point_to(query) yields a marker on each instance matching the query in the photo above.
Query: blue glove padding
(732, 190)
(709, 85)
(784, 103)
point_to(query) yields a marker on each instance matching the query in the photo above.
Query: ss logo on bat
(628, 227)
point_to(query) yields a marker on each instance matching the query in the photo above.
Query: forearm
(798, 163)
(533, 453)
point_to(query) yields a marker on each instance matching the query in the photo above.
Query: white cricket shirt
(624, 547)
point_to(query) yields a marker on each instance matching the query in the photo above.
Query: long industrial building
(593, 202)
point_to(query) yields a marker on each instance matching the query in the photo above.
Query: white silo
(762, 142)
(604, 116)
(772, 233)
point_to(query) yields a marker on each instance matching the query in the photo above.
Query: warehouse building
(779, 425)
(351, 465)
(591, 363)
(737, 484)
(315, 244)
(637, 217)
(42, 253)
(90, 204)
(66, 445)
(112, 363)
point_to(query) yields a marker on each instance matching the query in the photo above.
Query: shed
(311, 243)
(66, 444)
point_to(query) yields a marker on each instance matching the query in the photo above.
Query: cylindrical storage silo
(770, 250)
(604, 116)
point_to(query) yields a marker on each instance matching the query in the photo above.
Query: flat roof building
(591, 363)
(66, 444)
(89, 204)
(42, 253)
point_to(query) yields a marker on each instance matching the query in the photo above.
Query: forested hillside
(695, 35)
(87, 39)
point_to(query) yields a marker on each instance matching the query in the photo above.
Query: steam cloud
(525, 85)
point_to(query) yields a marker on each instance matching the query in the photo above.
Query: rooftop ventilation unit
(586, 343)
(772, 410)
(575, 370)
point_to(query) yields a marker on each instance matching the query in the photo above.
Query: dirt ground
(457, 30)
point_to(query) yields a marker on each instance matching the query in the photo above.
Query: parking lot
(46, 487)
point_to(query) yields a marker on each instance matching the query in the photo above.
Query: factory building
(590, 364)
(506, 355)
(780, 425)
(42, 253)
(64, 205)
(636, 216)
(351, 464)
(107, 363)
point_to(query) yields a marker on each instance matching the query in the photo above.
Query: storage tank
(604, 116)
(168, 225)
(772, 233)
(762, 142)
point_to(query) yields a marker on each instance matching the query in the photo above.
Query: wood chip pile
--------
PROBLEM DETAILS: Each entry, exactly as written, should be set down once more.

RESULT FOR THIS EXERCISE:
point_to(query) yields a marker on each instance matching the query in the photo above.
Query: blue glove padding
(732, 190)
(709, 85)
(784, 103)
point_to(query) yields a marker on each instance matching the query in the photo above.
Query: ss logo on bat
(628, 227)
point_to(query) yields a marker on each instance matching the query in the photo above.
Query: forearm
(798, 163)
(533, 453)
point_to(query) yields a marker on each instance matching the query in the photo above.
Query: white cricket shirt
(624, 547)
point_to(query) yields a marker on each instance matching the query in the photo above.
Query: long industrial building
(593, 202)
point_to(query) yields a marker on each instance matching the query in the photo above.
Query: white silo
(762, 142)
(604, 116)
(772, 233)
point_to(query) yields a marker on each instance matching the query in the photo above.
Query: warehouse building
(779, 425)
(351, 465)
(591, 363)
(737, 484)
(315, 244)
(637, 217)
(42, 253)
(90, 204)
(66, 445)
(112, 363)
point_to(query) yields a marker on each instance matching the query in the photo above.
Query: shed
(311, 243)
(66, 444)
point_to(query) yields a marker on each instance matching the query in the photo above.
Query: cylindrical storage silo
(770, 250)
(604, 116)
point_to(query) yields a marker on each instance matching the query in the photo above.
Query: flat roof building
(591, 363)
(66, 444)
(89, 204)
(42, 253)
point_to(query) yields a marker on each instance matching the query in the photo above.
Query: forested hillside
(695, 35)
(87, 39)
point_to(query) yields a marker on each instance matching the query in the photo above.
Query: steam cloud
(525, 85)
point_to(query) yields a marker on each instance matching the query in the photo above.
Query: rooftop ventilation unit
(586, 343)
(772, 410)
(575, 370)
point_to(query) yields a marker on each instance matching the query in the photo above.
Query: dirt ground
(457, 30)
point_to(query) yields a marker on each instance matching the query in the photo above.
Query: parking lot
(46, 487)
point_to(query) yields a marker on each instance matching the query in the photo above.
Query: factory building
(590, 364)
(506, 355)
(780, 425)
(42, 253)
(64, 205)
(636, 216)
(351, 464)
(107, 363)
point_to(query) yields a marker on each instance matching the query in the photo above.
Query: storage tank
(604, 116)
(168, 225)
(772, 233)
(762, 142)
point_to(query) yields a marker on each instance matching the query in the photo above.
Query: wood chip pile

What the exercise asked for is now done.